(TASK INSTRUCTIONS):
A: In the passage on feedback mechanisms, what does the word "negative" mean when used to describe feedback?
B: Carry on the passage about feedback mechanisms from the point where it stops.

(DOCUMENT SECTION):
☆ ☆ ☆ ☆ ☆ ☆ ☆
Feedback Mechanisms


This particular system we've been experimenting with returns a steady state because it contains a negative feedback mechanism in the connection between the drain flow rate and the amount of water in the tub. A negative feedback mechanism is a controlling mechanism, one that tends to counteract some kind of initial imbalance or perturbation. A good example of another negative feedback mechanism is a simple thermostat in a home that responds to changes from the steady state, returning the home to a specified temperature. Note that the word negative, as used here, does not mean that this is bad feedback; it just means that this feedback mechanism acts to reverse the change that set the feedback mechanism into operation. So if we first increase the amount of water in the tub, knocking the system out of its steady state, the drain responds by increasing its flow rate in order to decrease the amount of water in the tub. If we instead decrease the initial amount in the tub, the negative feedback forces the amount of water in the tub to increase until the steady state is returned. The important thing to remember here is that negative feedback mechanisms tend to have stabilizing effects on systems.

In contrast, a positive feedback mechanism is one that exacerbates some initial change from the steady state, leading to a runaway condition - it acts to promote an enhancement of the initial change. There are a number of ways to modify the simple water tub system in order to create a positive feedback system, but a very simple change is shown in Figure 2.12 below.

Figure 2.12. Modified Bathtub model to generate a positive feedback mechanism. The drain flow in this model is defined just like the faucet flow in the previous models; the faucet here is just like the drain in previous models.
☆ ☆ ☆ ☆ ☆ ☆ ☆
[Stored data entries]
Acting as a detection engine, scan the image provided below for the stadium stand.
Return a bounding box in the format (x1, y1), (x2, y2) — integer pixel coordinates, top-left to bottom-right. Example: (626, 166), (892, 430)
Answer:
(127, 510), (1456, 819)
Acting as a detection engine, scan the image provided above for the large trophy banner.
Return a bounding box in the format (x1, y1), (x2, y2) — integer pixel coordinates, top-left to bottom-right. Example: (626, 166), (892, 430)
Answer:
☆ ☆ ☆ ☆ ☆ ☆ ☆
(PER-TASK OUTPUTS):
A: It means the feedback acts to reverse the change that set it into operation, not that it is bad feedback.

B:
The link between the water tub and the drain flow rate has been removed and the drain flow rate is set to be a constant value of 1 liter/second, with the added condition that if there is no water in the tub, the drain flow rate is equal to zero (otherwise we would end up with negative water in the tub, which would be difficult to explain). This can most easily be done by double-clicking on the water tub reservoir and clicking in the Non-negative box. The faucet flow rate has been changed so that it is now a function of the amount of water in the tub - the more water in the tub, the greater the faucet flow rate and vice versa. It is essentially just like the drain used to be defined, as being equal to a rate constant, k, times the amount of water in the tub, W; as before, we'll set k=0.1. First, try to predict what will happen when this system is started with 10 liters in the water tub. You may be getting pretty good at this by now, but it may help to think about what the faucet flow rate will be at the very beginning of the simulation. We defined the faucet as 0.1 times the amount in the tub, which is initially 10, so the faucet flow rate is 1 liters/second at the start. How does that compare with the drain flow rate? They are the same; the inflow matches the outflow, and the system is in a steady state.

Now, what if we increase the initial value of the water tub, starting with 15 liters instead of 10? The details of this are a little bit tougher to predict, but you might be able to see that at the very beginning, the faucet flow rate will be greater than the drain, so the amount of water in the tub should increase. What will this do to the difference between the faucet and flow in the next time increment? Figure 2.13 shows the results of first increasing and then decreasing the starting amount of water in the tub.

Figure 2.13. With a positive feedback mechanism installed, the system exhibits runaway behavior and does not seek a new steady state.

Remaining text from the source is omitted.